THE INPUT =>
-.-.-

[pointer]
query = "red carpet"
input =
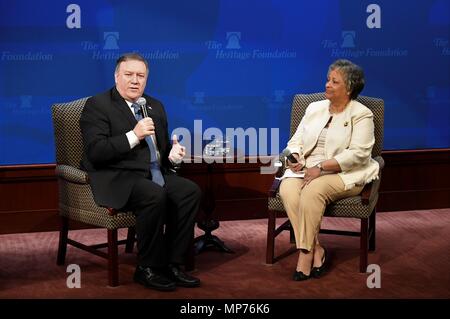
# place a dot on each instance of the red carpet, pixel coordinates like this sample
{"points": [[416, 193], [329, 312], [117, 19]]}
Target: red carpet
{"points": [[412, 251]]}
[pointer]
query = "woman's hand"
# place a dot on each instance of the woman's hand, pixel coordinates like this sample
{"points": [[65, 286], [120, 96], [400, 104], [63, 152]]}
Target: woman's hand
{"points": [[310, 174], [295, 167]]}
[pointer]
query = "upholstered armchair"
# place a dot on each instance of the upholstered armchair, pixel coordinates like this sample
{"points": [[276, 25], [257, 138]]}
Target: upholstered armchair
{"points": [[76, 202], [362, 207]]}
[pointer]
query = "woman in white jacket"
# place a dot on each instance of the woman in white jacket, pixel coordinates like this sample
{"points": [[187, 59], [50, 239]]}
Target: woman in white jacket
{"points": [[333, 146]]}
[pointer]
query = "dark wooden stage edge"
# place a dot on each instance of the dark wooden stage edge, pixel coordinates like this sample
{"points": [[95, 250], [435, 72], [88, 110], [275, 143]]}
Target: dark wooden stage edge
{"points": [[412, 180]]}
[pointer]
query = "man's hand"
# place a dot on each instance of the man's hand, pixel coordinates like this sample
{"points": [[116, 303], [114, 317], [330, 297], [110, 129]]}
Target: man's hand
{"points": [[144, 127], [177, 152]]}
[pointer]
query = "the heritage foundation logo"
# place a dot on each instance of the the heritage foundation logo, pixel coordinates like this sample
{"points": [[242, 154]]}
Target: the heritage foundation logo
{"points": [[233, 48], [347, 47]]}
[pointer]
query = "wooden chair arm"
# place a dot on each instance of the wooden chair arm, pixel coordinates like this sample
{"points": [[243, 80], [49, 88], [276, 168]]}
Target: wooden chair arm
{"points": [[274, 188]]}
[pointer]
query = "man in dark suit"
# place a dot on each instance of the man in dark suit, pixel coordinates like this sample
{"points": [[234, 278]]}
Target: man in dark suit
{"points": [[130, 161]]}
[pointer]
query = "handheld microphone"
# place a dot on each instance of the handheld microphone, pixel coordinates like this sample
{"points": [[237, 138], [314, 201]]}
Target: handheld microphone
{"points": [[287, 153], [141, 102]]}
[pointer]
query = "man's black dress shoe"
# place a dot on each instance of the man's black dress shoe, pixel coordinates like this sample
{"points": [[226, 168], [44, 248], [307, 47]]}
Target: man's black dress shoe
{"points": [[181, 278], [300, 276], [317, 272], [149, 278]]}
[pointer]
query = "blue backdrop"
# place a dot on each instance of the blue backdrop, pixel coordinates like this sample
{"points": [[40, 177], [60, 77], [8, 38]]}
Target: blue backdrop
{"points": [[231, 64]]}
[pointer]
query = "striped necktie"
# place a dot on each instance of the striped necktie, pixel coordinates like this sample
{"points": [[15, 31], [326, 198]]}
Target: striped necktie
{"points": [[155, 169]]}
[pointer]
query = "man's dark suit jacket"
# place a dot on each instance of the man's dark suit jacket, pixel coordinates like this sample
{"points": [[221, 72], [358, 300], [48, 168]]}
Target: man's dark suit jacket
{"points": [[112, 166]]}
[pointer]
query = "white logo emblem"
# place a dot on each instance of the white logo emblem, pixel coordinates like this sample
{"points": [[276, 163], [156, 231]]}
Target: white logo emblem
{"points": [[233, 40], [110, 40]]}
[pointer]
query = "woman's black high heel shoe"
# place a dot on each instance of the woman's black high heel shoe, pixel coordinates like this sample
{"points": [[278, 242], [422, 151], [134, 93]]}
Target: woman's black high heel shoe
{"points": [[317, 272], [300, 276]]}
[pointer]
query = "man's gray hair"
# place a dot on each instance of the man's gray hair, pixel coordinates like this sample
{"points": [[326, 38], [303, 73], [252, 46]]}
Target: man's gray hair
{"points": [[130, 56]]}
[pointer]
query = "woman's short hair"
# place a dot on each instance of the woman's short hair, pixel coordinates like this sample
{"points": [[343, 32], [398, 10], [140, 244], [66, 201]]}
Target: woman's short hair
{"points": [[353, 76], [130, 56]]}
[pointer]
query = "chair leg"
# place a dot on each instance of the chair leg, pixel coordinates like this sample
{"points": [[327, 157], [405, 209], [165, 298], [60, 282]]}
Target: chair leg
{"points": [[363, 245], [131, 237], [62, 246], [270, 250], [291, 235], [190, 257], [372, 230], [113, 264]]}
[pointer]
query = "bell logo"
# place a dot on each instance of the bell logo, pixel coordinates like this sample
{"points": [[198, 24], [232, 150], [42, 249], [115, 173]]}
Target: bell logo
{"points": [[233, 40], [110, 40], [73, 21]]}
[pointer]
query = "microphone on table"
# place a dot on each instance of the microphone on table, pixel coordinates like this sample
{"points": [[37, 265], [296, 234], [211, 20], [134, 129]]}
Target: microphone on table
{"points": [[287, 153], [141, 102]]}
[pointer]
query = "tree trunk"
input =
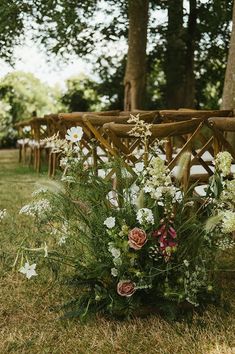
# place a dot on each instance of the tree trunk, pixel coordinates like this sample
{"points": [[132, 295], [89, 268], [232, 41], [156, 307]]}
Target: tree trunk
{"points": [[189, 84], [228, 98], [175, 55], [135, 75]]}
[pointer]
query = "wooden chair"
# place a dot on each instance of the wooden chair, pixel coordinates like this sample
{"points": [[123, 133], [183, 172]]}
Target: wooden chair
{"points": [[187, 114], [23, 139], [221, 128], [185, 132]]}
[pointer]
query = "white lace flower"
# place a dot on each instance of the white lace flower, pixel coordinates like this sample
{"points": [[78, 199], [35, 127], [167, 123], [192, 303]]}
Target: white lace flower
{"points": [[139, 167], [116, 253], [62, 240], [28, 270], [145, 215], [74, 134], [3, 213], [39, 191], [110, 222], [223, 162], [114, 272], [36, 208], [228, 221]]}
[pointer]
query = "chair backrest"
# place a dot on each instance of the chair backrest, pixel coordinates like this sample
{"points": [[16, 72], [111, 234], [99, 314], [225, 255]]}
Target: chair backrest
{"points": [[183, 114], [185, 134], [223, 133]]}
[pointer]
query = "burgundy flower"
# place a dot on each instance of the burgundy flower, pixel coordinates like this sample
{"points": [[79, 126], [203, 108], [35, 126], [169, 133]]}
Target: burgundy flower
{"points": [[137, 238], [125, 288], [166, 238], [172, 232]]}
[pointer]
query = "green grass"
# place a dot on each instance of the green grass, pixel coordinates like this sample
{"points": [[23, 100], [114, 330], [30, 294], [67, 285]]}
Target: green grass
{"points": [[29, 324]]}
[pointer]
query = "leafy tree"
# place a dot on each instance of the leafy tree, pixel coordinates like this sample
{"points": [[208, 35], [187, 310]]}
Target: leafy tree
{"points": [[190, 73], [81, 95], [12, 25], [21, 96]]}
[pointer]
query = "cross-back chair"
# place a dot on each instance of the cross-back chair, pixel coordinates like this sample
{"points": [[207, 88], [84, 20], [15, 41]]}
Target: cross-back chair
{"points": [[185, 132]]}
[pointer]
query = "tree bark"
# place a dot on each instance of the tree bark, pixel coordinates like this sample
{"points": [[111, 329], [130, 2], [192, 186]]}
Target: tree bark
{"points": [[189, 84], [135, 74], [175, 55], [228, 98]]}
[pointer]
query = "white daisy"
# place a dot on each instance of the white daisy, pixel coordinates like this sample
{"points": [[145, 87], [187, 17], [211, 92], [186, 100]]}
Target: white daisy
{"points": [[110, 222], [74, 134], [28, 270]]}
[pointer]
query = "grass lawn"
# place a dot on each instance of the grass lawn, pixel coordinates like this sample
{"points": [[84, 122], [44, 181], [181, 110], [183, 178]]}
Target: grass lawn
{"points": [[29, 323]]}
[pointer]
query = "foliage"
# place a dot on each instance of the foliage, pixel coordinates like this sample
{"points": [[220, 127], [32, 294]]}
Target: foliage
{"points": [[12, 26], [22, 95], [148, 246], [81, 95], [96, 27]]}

-.-.-

WHAT IS REQUIRED => Find each line in the listing above that contains the word "white" and copy those lines.

REPLY =>
query = "woman in white jacket"
# place a dot on each instance of the woman in white jacket, pixel coordinates like this sample
Target: woman in white jacket
query = "white logo emblem"
# place a dot on each instance of the white logo emblem, pixel coordinates like this sample
Target: white logo emblem
query = "white lace flower"
# place a dot on each instance of the white lace flower, pixel coordinates like this sample
Target: white lace flower
query = "white daisy"
# place a dot on each instance of the white daisy, pixel coordinates like this sample
Target: white daisy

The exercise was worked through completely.